◆ **Objectif 1**: Reproduisez à l'identique le passage de l'extrait sur le Kasuga gongen genki-e qui va de « Le Kasuga gongen » jusqu'à « cm (rouleau 19)[10]. » inclus.
◆ **Objectif 2**: Rédigez la suite de l'extrait sur le Kasuga gongen genki-e, s'il vous plaît, en reprenant juste après sa dernière phrase.

◆ **Extrait du texte**:
▼

Le Kasuga gongen genki-e est composé de vingt rouleaux de soie longtemps conservés au Kasuga-taisha, puis depuis 1875 au sein des collections de la maison impériale. L’emaki compte quatre-vingt-treize sections composées d’un texte et d’une illustration relatant plus de cinquante histoires, ainsi qu’une introduction et une conclusion[9]. Un rouleau additionnel fait office de préface et détaille les peintres et l’élaboration de l’ensemble[5]. La hauteur des vingt rouleaux oscille entre 40 et 41,5 cm, et la longueur entre 634,9 (rouleau 18) et 1208,5 cm (rouleau 19)[10].

▲

◆ **Données brutes**:
▼

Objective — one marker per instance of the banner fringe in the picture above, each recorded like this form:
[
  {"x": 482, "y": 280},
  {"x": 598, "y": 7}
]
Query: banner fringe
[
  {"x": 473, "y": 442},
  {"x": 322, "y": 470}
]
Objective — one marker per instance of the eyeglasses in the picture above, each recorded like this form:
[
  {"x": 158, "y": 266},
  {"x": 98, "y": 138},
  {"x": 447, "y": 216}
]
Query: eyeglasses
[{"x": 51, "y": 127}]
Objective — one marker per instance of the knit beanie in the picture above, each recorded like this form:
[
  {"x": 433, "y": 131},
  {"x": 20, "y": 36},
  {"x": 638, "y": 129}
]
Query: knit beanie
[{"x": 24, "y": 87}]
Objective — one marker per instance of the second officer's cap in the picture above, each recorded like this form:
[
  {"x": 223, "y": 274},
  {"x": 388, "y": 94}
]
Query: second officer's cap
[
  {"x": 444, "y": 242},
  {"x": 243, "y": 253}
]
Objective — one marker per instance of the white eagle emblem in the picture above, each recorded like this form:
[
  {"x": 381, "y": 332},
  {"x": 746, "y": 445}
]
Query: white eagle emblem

▲

◆ **Résultat 1**:
Le Kasuga gongen genki-e est composé de vingt rouleaux de soie longtemps conservés au Kasuga-taisha, puis depuis 1875 au sein des collections de la maison impériale. L’emaki compte quatre-vingt-treize sections composées d’un texte et d’une illustration relatant plus de cinquante histoires, ainsi qu’une introduction et une conclusion[9]. Un rouleau additionnel fait office de préface et détaille les peintres et l’élaboration de l’ensemble[5]. La hauteur des vingt rouleaux oscille entre 40 et 41,5 cm, et la longueur entre 634,9 (rouleau 18) et 1208,5 cm (rouleau 19)[10].

◆ **Résultat 2**:
Le sanctuaire Kasuga est étroitement lié au clan Fujiwara, dont le commanditaire de l’œuvre, Saionji Kimihira, ministre de la Gauche, descend, expliquant l’usage de la soie, matériau luxueux et rarement employé pour les emaki[7]. Le peintre ayant supervisé la réalisation est selon les informations mentionnées dans le dernier rouleau Takashina Takakane, un artiste de haut rang, directeur de l’e-dokoro de la cour[11]. Les textes relatant les différentes légendes ont été rédigés par le moine Kakuen, jeune frère de Kimihira, assisté de deux lettrés du Kōfuku-ji, Jishin et Hanken. De l’avis des historiens, ils se sont largement inspirés de chroniques et recueils de légendes existants déjà à cette époque, souvent avec des variations[12]. Takatsukasa Mototada et ses trois fils, du clan Fujiwara, ont finalement réalisé les calligraphies[13].

De nos jours, l’état de conservation de l’œuvre est excellent. Sauf exceptions, seuls des personnages de haut rang – empereurs, shoguns, aristocrates – ont pu consulter ou emprunter l’emaki[14]. Plusieurs copies ont été réalisées, dont six complètes détenues par la famille Kajūji (XVIIIe siècle), la bibliothèque Yōmei (Yōmei bunko, XVIIIe siècle), le Kasuga-taisha (XVIIIe siècle), le musée national de Tokyo (deux exemplaires, 1845 et 1935) et la bibliothèque de La Diète (1870)[15].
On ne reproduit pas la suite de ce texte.